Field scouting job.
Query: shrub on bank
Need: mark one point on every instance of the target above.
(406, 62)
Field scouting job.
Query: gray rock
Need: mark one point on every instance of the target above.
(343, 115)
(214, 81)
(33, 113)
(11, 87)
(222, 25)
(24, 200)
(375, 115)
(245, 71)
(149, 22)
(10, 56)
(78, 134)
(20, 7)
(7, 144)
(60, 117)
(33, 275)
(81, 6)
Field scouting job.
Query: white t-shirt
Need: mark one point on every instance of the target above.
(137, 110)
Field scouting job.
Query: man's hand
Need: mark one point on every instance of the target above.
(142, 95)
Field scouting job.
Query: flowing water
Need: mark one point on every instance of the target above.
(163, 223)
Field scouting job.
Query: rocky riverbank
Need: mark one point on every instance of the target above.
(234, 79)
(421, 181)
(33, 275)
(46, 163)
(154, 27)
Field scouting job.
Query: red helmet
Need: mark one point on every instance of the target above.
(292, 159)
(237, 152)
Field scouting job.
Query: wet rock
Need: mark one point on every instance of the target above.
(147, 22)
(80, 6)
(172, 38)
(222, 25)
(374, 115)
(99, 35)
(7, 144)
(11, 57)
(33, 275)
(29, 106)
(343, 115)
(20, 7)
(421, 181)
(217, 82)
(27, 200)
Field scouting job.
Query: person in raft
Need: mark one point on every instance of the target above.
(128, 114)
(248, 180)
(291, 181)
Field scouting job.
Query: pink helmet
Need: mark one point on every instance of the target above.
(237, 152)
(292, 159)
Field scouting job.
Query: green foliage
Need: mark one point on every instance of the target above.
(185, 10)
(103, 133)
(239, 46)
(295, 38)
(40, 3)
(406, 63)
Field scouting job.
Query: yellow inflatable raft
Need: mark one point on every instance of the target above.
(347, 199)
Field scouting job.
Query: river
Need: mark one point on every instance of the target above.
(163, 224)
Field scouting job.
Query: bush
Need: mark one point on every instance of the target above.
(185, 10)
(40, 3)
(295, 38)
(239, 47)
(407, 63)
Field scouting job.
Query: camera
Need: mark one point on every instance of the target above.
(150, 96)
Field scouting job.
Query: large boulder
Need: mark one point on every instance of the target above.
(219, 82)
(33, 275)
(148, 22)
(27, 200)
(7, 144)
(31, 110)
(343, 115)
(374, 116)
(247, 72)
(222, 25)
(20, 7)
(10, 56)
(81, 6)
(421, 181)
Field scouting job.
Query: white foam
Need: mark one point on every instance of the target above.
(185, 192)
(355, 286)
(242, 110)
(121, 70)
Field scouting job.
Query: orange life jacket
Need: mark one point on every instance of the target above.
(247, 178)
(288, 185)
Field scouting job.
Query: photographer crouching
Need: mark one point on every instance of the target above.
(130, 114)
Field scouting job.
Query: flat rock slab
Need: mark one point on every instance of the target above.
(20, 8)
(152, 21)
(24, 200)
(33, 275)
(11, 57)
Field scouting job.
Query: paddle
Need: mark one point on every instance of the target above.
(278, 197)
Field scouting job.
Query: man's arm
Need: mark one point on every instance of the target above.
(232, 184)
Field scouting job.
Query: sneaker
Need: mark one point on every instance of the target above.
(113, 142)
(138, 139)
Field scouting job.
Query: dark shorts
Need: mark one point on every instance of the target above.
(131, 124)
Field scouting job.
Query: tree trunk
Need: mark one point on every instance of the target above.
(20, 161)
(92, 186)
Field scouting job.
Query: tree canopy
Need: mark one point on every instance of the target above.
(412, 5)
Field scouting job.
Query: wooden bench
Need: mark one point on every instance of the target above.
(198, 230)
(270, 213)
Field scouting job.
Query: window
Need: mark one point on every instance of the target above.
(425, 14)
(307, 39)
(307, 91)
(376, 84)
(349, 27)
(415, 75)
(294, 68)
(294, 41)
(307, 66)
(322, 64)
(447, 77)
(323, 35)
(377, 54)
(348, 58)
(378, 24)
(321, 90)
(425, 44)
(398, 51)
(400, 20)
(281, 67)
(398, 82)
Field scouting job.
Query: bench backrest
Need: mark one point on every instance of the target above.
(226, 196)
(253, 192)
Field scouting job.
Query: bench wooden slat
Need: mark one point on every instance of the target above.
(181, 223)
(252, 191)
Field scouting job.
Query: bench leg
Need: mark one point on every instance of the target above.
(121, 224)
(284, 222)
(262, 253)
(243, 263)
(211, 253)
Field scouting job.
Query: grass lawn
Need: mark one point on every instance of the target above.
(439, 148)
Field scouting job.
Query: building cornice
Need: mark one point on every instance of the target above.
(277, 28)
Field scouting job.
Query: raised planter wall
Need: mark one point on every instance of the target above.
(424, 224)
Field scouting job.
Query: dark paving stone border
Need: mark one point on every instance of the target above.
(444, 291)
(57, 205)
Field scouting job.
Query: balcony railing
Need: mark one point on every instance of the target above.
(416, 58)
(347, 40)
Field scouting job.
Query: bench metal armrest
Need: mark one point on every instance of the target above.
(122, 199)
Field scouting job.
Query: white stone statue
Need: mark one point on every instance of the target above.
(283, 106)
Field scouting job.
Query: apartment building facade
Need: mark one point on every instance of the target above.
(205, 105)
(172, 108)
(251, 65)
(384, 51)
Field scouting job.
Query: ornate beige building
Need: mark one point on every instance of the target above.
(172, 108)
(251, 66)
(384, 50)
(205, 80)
++++++++++
■ How to complete this task
The word "building" appears in some lines of the data. Copy every one of those lines.

■ Exercise answer
Query: building cornice
Query: apartment building facade
Query: ornate beige building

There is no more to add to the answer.